■ SOURCE TEXT
****
Wendi Strauch Mahoney has done an absolutely STELLAR job of reporting on all things MDM/CISA/Oreweillan censorship since early last YEAR, so if you are a regular reader this is familiar to you, but if you missed it, READ THIS NOW. https://www.uncoverdc.com/2022/06/17/cisas-2022-interim-election-security-plan-says-mdm-is-a-persistent-threat/

Vivek Murthy: They don’t want to budge on him. In order to take these depositions at all, the judge needs to rule that there are EXCEPTIONAL CIRCUMSTANCES that make it so NO OTHER PERSON could sit and answer questions. The bar to exceptional circumstances is exceedingly high. Judges don’t typically find there are exceptional circumstances at all.

It is important to note, that this judge found there WERE exceptional circumstances already, but needed to revisit because of the 5th circuit. They are really standing firm that Murthy is the only one who can successfully answer these questions.

Jen Psaki:  Here is where they really take it to the Biden admin. They discuss how the BA has continuously said they won’t release the names of the people who have the information they are seeking from Psaki, while also saying that she shouldn’t have to testify. “While insisting that Psaki is not the only source for the information that Plaintiffs seek from her, Defendants have steadfastly refused to reveal the identit(ies) of the other officials who have the information. The Court should put an end to Defendants’ gamesmanship by ordering Defendants to identify and produce lower-ranking official(s) who have the information that Plaintiffs seek from Psaki, if such official(s) exist(s).”
****
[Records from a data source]
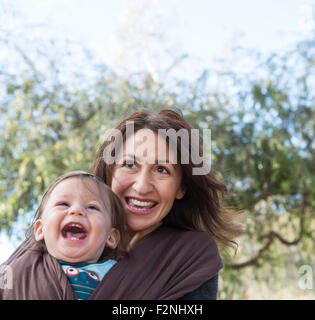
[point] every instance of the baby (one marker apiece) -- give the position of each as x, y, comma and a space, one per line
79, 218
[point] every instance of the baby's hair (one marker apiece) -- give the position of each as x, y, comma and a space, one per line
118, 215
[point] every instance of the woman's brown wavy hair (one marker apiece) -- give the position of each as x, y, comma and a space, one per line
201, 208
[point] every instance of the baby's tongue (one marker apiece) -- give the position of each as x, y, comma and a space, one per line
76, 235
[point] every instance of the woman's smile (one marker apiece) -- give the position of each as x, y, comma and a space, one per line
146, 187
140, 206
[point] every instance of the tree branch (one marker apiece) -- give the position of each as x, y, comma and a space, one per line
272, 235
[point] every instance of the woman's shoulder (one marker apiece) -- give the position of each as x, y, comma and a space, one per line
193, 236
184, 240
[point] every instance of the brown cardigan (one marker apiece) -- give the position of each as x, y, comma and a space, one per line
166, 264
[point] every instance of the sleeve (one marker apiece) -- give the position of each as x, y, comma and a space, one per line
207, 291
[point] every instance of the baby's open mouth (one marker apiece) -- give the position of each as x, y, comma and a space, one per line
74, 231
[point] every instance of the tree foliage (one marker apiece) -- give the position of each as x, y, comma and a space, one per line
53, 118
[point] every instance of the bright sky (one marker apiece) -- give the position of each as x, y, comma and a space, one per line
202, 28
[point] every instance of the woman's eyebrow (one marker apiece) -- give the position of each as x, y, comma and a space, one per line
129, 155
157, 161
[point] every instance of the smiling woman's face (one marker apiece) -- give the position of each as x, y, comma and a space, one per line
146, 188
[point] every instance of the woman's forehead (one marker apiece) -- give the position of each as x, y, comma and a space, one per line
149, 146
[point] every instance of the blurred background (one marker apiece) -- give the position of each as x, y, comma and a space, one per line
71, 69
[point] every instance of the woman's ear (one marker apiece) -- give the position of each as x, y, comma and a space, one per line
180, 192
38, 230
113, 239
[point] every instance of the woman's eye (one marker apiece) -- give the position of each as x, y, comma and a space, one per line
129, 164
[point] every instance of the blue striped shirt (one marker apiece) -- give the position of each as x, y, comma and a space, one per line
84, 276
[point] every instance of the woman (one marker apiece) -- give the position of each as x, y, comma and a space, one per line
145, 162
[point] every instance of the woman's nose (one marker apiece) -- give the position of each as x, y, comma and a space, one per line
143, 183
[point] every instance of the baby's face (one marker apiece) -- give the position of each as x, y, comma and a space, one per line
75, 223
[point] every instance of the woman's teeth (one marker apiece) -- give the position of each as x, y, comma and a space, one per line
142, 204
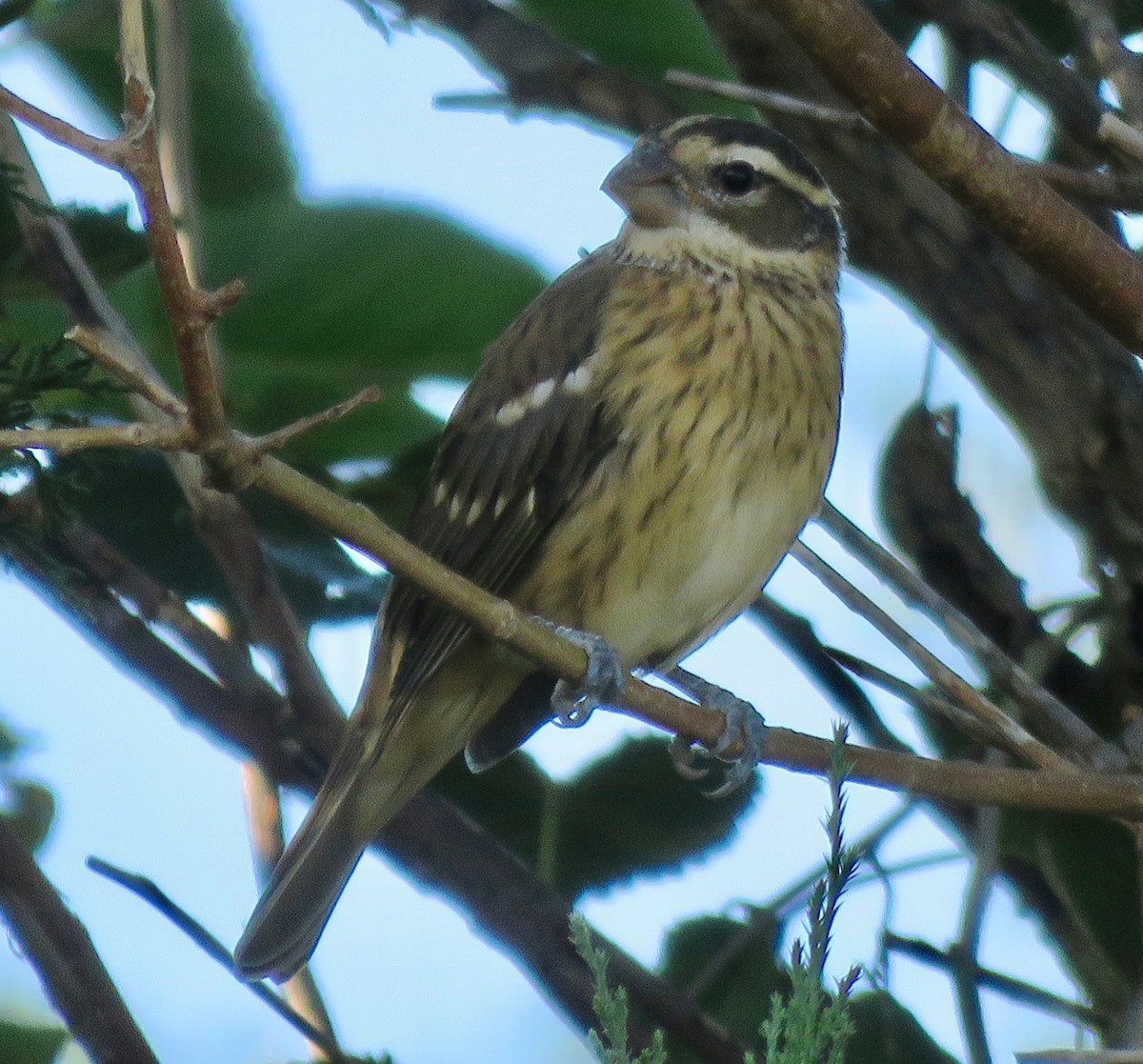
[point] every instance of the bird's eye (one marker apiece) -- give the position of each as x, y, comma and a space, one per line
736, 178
****
■ WORK ITEM
Please pick up the piece on the Murthy and Psaki depositions, placed above the listing, and continue it from its last sentence.

■ RESPONSE
The Biden admin is playing both sides of the fiddle here when it comes to “Circle Back” “Peppermint Commie” Psaki.  They say that no one else can testify to what she knows, but also says she can not testify. They don’t give the Plaintiffs any choice, really.

The Biden admin had asked the court to pause discovery in this case while their motion to dismiss is considered. Now the Plaintiffs explain why that is nonsense. Delays, more delays, obfuscations, court hopping and more by the Biden team. Plaintiffs (Missouri and Louisiana et al.) argue that they are being irreparably harmed by the delays already. I agree

Now the brief moves from the “summary” phase to the “argument” phase, where we get a lot more detail and meat and potatoes.

We will detail Rob Flaherty, Deputy Assistant to the President. Their first point discusses how the 5th circuit said they hadn’t yet obtained any WRITTEN discovery from Flaherty, so a deposition is premature. The plaintiffs told the court WHY they hadn’t gotten anything written. [We have a series of shots here. Read them.] “Having successfully opposed written discovery against Flaherty in this Court, Defendants, in a dizzying reversal, complained to the Fifth Circuit that this Court erred by ordering Flaherty’s deposition without first authorizing written discovery against Flaherty—i.e., the very written discovery that they stridently urged this Court not to order in August.”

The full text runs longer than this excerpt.